───── Supplied data ─────
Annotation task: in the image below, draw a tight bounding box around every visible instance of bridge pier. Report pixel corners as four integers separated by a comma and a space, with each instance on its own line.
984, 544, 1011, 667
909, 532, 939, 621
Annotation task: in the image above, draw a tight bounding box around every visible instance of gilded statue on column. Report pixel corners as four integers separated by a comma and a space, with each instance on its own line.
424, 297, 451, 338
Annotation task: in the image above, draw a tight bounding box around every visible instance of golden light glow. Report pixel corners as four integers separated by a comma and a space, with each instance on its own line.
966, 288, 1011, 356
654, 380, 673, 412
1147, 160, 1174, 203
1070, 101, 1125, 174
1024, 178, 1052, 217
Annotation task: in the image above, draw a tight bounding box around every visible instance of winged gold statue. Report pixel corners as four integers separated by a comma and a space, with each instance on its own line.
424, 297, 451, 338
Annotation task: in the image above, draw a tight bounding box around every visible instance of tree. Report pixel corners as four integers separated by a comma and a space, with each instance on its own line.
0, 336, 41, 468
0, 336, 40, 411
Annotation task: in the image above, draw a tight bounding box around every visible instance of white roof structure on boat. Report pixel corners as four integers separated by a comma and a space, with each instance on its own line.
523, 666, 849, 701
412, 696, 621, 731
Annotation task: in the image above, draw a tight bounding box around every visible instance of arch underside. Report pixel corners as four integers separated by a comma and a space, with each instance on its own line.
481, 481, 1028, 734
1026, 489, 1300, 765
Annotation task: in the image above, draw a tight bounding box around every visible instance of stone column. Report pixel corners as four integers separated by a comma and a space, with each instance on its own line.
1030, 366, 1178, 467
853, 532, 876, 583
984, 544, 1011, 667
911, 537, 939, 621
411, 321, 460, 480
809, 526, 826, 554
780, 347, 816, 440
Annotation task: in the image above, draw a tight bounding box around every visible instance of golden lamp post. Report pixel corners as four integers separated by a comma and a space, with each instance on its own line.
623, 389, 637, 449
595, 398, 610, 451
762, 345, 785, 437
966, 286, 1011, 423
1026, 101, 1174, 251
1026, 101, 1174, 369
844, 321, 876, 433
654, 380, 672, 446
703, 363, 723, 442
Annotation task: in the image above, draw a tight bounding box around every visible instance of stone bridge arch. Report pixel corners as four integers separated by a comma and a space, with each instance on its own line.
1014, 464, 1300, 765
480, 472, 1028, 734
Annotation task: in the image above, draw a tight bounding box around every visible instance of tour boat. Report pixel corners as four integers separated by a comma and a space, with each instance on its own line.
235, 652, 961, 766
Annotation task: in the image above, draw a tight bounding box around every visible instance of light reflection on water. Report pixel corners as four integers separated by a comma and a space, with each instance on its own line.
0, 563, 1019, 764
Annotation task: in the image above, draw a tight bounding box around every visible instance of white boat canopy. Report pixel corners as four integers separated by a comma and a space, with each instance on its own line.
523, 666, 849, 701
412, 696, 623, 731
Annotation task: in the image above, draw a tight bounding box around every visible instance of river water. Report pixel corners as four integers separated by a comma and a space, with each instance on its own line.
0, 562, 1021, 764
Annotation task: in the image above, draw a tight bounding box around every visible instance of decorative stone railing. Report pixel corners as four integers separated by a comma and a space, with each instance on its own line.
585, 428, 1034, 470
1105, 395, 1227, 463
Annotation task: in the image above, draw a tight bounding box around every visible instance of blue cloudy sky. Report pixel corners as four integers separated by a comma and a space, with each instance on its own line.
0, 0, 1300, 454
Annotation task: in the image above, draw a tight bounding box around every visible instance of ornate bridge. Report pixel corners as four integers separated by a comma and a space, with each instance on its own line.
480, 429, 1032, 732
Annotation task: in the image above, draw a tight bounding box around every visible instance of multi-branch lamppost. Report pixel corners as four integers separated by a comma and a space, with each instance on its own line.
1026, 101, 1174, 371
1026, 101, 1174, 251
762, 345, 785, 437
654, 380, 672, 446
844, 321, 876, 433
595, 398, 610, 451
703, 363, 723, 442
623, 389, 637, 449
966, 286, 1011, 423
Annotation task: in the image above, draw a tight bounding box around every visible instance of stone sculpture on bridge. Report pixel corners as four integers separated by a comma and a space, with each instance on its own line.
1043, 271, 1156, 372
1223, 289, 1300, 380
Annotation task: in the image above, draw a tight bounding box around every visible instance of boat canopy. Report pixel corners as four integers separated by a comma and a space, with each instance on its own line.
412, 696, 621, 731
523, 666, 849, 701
─────
───── Supplied data ─────
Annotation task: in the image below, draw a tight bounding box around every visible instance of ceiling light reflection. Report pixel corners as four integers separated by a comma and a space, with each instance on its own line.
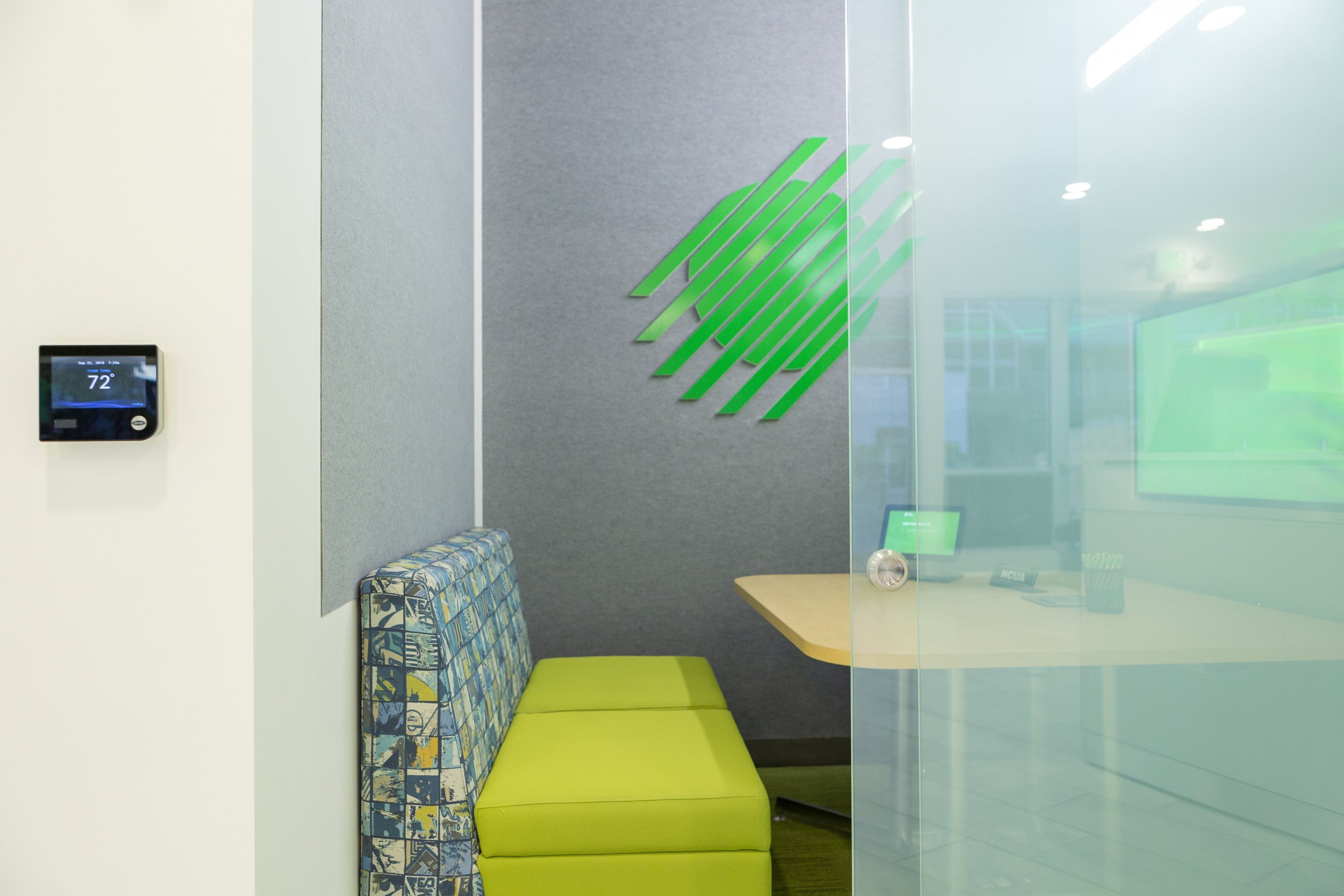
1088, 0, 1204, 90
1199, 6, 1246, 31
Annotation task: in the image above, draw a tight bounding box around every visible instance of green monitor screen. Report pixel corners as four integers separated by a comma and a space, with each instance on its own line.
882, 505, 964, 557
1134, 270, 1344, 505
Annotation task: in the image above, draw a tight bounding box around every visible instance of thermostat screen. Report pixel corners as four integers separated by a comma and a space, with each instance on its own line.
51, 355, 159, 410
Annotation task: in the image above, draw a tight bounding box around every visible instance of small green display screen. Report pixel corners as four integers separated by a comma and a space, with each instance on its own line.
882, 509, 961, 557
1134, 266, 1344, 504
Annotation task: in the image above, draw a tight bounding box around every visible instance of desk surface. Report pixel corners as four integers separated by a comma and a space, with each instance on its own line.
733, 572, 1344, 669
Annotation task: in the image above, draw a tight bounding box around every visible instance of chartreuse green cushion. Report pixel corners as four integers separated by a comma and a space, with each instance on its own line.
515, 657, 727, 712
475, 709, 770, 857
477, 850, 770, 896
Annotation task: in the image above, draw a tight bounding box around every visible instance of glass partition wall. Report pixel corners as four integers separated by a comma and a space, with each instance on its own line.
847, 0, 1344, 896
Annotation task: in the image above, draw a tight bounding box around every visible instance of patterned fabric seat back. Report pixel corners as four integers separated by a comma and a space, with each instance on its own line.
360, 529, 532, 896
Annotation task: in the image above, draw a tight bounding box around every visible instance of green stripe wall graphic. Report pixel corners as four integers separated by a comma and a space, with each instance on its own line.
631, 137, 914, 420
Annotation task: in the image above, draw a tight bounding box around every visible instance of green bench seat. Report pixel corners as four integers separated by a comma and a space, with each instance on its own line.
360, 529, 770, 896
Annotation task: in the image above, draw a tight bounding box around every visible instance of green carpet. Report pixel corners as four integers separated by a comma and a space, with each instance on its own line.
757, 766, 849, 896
─────
───── Supplied data ─────
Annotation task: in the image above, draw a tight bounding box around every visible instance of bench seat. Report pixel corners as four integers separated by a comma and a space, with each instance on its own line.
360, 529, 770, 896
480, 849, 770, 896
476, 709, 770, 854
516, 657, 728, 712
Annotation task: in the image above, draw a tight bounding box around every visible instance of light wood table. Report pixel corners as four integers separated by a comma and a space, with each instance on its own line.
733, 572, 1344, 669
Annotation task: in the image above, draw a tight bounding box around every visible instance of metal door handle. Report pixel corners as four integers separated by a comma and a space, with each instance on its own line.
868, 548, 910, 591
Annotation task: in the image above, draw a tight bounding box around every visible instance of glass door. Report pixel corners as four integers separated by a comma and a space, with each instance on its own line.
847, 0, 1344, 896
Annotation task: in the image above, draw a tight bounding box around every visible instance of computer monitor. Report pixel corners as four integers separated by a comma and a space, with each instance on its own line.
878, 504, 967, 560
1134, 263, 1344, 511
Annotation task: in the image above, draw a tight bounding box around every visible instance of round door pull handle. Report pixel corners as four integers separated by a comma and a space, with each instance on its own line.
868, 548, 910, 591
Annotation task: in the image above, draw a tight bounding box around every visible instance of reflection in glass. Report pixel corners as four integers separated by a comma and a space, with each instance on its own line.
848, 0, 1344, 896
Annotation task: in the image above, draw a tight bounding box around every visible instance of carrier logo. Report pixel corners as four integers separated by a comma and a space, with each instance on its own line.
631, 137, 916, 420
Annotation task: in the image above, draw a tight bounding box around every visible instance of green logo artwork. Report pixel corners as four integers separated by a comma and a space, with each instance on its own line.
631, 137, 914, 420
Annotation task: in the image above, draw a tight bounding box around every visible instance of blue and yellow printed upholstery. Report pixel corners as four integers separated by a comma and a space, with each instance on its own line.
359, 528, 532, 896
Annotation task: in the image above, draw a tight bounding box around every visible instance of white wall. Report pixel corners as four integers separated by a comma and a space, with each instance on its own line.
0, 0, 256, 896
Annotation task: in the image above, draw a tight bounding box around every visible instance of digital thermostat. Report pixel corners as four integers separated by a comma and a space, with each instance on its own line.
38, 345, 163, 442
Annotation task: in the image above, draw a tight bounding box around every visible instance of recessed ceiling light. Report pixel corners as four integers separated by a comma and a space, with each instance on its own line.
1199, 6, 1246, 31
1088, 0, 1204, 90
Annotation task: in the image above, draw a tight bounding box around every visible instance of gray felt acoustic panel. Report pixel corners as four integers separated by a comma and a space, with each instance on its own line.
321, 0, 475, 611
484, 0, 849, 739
─────
# Problem
Recast the records from the line with "instance of bridge" up to and including the line with "909, 532, 939, 621" as a Markdown table with the columns "Row" and "Entry". Number each line in order, put its text beside the number, and leave out any blank lines.

# Problem solution
| Row | Entry |
|---|---|
| 1 | Annotation task: in the image below, draw a tight bounding box around every visible instance of bridge pier. Report pixel corners as four integers separated by a comma and a space, with each instance on its own line. |
| 2 | 984, 544, 1011, 667 |
| 3 | 909, 532, 939, 621 |